**PROBLEM:** Copy every record exactly, and keep the pictures out.

**AVAILABLE DATA:**
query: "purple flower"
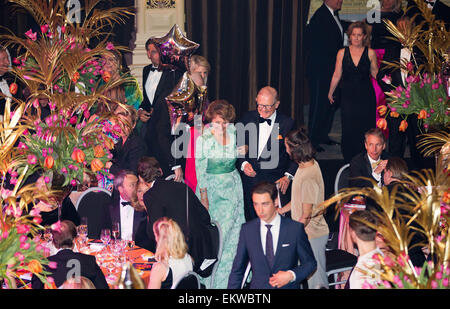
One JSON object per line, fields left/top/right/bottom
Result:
{"left": 432, "top": 83, "right": 439, "bottom": 90}
{"left": 27, "top": 154, "right": 38, "bottom": 165}
{"left": 40, "top": 24, "right": 49, "bottom": 34}
{"left": 106, "top": 42, "right": 115, "bottom": 50}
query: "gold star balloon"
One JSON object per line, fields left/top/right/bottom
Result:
{"left": 151, "top": 24, "right": 200, "bottom": 72}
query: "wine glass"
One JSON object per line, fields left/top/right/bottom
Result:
{"left": 105, "top": 261, "right": 117, "bottom": 284}
{"left": 100, "top": 229, "right": 111, "bottom": 247}
{"left": 112, "top": 222, "right": 120, "bottom": 241}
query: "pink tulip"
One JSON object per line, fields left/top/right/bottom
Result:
{"left": 19, "top": 235, "right": 27, "bottom": 243}
{"left": 27, "top": 154, "right": 37, "bottom": 165}
{"left": 431, "top": 280, "right": 438, "bottom": 289}
{"left": 20, "top": 242, "right": 30, "bottom": 250}
{"left": 14, "top": 252, "right": 25, "bottom": 262}
{"left": 51, "top": 221, "right": 62, "bottom": 233}
{"left": 71, "top": 179, "right": 77, "bottom": 186}
{"left": 40, "top": 24, "right": 49, "bottom": 34}
{"left": 2, "top": 231, "right": 9, "bottom": 239}
{"left": 25, "top": 29, "right": 37, "bottom": 41}
{"left": 432, "top": 83, "right": 439, "bottom": 90}
{"left": 106, "top": 42, "right": 115, "bottom": 50}
{"left": 48, "top": 261, "right": 57, "bottom": 269}
{"left": 443, "top": 278, "right": 449, "bottom": 287}
{"left": 16, "top": 224, "right": 30, "bottom": 234}
{"left": 382, "top": 75, "right": 392, "bottom": 85}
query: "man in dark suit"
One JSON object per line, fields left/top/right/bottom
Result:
{"left": 137, "top": 157, "right": 216, "bottom": 273}
{"left": 406, "top": 0, "right": 450, "bottom": 30}
{"left": 305, "top": 0, "right": 350, "bottom": 151}
{"left": 237, "top": 86, "right": 297, "bottom": 222}
{"left": 31, "top": 220, "right": 109, "bottom": 289}
{"left": 108, "top": 170, "right": 147, "bottom": 244}
{"left": 138, "top": 38, "right": 184, "bottom": 180}
{"left": 227, "top": 182, "right": 317, "bottom": 289}
{"left": 349, "top": 128, "right": 390, "bottom": 188}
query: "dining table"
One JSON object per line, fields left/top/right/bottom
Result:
{"left": 11, "top": 238, "right": 155, "bottom": 289}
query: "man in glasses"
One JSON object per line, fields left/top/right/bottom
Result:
{"left": 237, "top": 86, "right": 297, "bottom": 222}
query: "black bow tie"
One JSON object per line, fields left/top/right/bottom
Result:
{"left": 121, "top": 201, "right": 131, "bottom": 207}
{"left": 149, "top": 66, "right": 159, "bottom": 72}
{"left": 334, "top": 10, "right": 340, "bottom": 17}
{"left": 259, "top": 117, "right": 272, "bottom": 126}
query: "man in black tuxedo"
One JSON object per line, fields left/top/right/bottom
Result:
{"left": 237, "top": 86, "right": 297, "bottom": 222}
{"left": 108, "top": 170, "right": 148, "bottom": 244}
{"left": 138, "top": 38, "right": 184, "bottom": 180}
{"left": 349, "top": 128, "right": 390, "bottom": 188}
{"left": 228, "top": 182, "right": 316, "bottom": 289}
{"left": 137, "top": 157, "right": 216, "bottom": 273}
{"left": 31, "top": 220, "right": 109, "bottom": 289}
{"left": 305, "top": 0, "right": 350, "bottom": 151}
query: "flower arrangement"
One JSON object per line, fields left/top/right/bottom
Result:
{"left": 0, "top": 99, "right": 54, "bottom": 288}
{"left": 0, "top": 0, "right": 134, "bottom": 288}
{"left": 376, "top": 0, "right": 450, "bottom": 132}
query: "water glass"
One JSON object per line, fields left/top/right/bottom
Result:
{"left": 100, "top": 229, "right": 111, "bottom": 247}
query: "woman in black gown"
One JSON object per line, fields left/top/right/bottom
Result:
{"left": 328, "top": 21, "right": 379, "bottom": 163}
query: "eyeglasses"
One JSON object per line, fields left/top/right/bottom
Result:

**REPLY:**
query: "purple flower"
One JSON object per line, fields left/top/right/bottom
Result:
{"left": 432, "top": 83, "right": 439, "bottom": 90}
{"left": 27, "top": 154, "right": 38, "bottom": 165}
{"left": 40, "top": 24, "right": 49, "bottom": 34}
{"left": 106, "top": 42, "right": 115, "bottom": 50}
query: "gold star balloon"
One JSON object per line, fields left/top/right/bottom
Result:
{"left": 151, "top": 24, "right": 200, "bottom": 72}
query: "wine glass"
One JSON object per line, fields left/top/right/bottom
Result:
{"left": 105, "top": 261, "right": 117, "bottom": 284}
{"left": 100, "top": 229, "right": 111, "bottom": 247}
{"left": 112, "top": 222, "right": 120, "bottom": 241}
query: "pink tulip"
One JSON object per line, fields left/top/right/bottom
Result:
{"left": 19, "top": 235, "right": 27, "bottom": 243}
{"left": 27, "top": 154, "right": 37, "bottom": 165}
{"left": 431, "top": 280, "right": 438, "bottom": 289}
{"left": 20, "top": 242, "right": 30, "bottom": 250}
{"left": 14, "top": 252, "right": 25, "bottom": 262}
{"left": 51, "top": 221, "right": 62, "bottom": 233}
{"left": 71, "top": 179, "right": 77, "bottom": 186}
{"left": 40, "top": 24, "right": 49, "bottom": 34}
{"left": 2, "top": 231, "right": 9, "bottom": 239}
{"left": 25, "top": 29, "right": 37, "bottom": 41}
{"left": 432, "top": 83, "right": 439, "bottom": 90}
{"left": 106, "top": 42, "right": 115, "bottom": 50}
{"left": 48, "top": 261, "right": 57, "bottom": 269}
{"left": 443, "top": 278, "right": 449, "bottom": 287}
{"left": 16, "top": 224, "right": 30, "bottom": 234}
{"left": 382, "top": 75, "right": 392, "bottom": 85}
query: "man in dark suit"
One JSON object per line, fields left/top/right/bottom
Result:
{"left": 137, "top": 157, "right": 216, "bottom": 273}
{"left": 406, "top": 0, "right": 450, "bottom": 30}
{"left": 305, "top": 0, "right": 350, "bottom": 151}
{"left": 237, "top": 86, "right": 297, "bottom": 222}
{"left": 31, "top": 220, "right": 109, "bottom": 289}
{"left": 108, "top": 170, "right": 147, "bottom": 244}
{"left": 138, "top": 38, "right": 184, "bottom": 180}
{"left": 227, "top": 182, "right": 317, "bottom": 289}
{"left": 349, "top": 128, "right": 390, "bottom": 188}
query: "dining table"
One JSON object per line, fields left/top/right/bottom
Result:
{"left": 11, "top": 238, "right": 155, "bottom": 289}
query: "man in glasses"
One JSON object per line, fields left/top/right/bottom
Result:
{"left": 237, "top": 86, "right": 297, "bottom": 222}
query: "black bow tie"
One JSON object per line, fields left/top/right/bottom
Result:
{"left": 121, "top": 201, "right": 131, "bottom": 207}
{"left": 149, "top": 66, "right": 159, "bottom": 72}
{"left": 334, "top": 10, "right": 340, "bottom": 17}
{"left": 259, "top": 117, "right": 272, "bottom": 126}
query: "man in black tuxedo"
One JSON object per line, fields left/top/right/bottom
Result:
{"left": 237, "top": 86, "right": 297, "bottom": 222}
{"left": 108, "top": 170, "right": 148, "bottom": 244}
{"left": 138, "top": 38, "right": 184, "bottom": 180}
{"left": 349, "top": 128, "right": 390, "bottom": 188}
{"left": 228, "top": 182, "right": 316, "bottom": 289}
{"left": 137, "top": 157, "right": 216, "bottom": 273}
{"left": 31, "top": 220, "right": 109, "bottom": 289}
{"left": 305, "top": 0, "right": 350, "bottom": 151}
query: "flower arrangement"
One JSON object per line, fields left/top/right/bottom
Result:
{"left": 0, "top": 99, "right": 54, "bottom": 288}
{"left": 0, "top": 0, "right": 134, "bottom": 288}
{"left": 376, "top": 0, "right": 450, "bottom": 132}
query: "water glass"
One JSON object per line, fields left/top/right/bottom
Result:
{"left": 100, "top": 229, "right": 111, "bottom": 247}
query: "woman in black gown"
One JSON object per line, fields left/top/right/bottom
Result:
{"left": 328, "top": 21, "right": 379, "bottom": 163}
query: "eyeglasses"
One JSON object per line, fields left/top/right/bottom
Result:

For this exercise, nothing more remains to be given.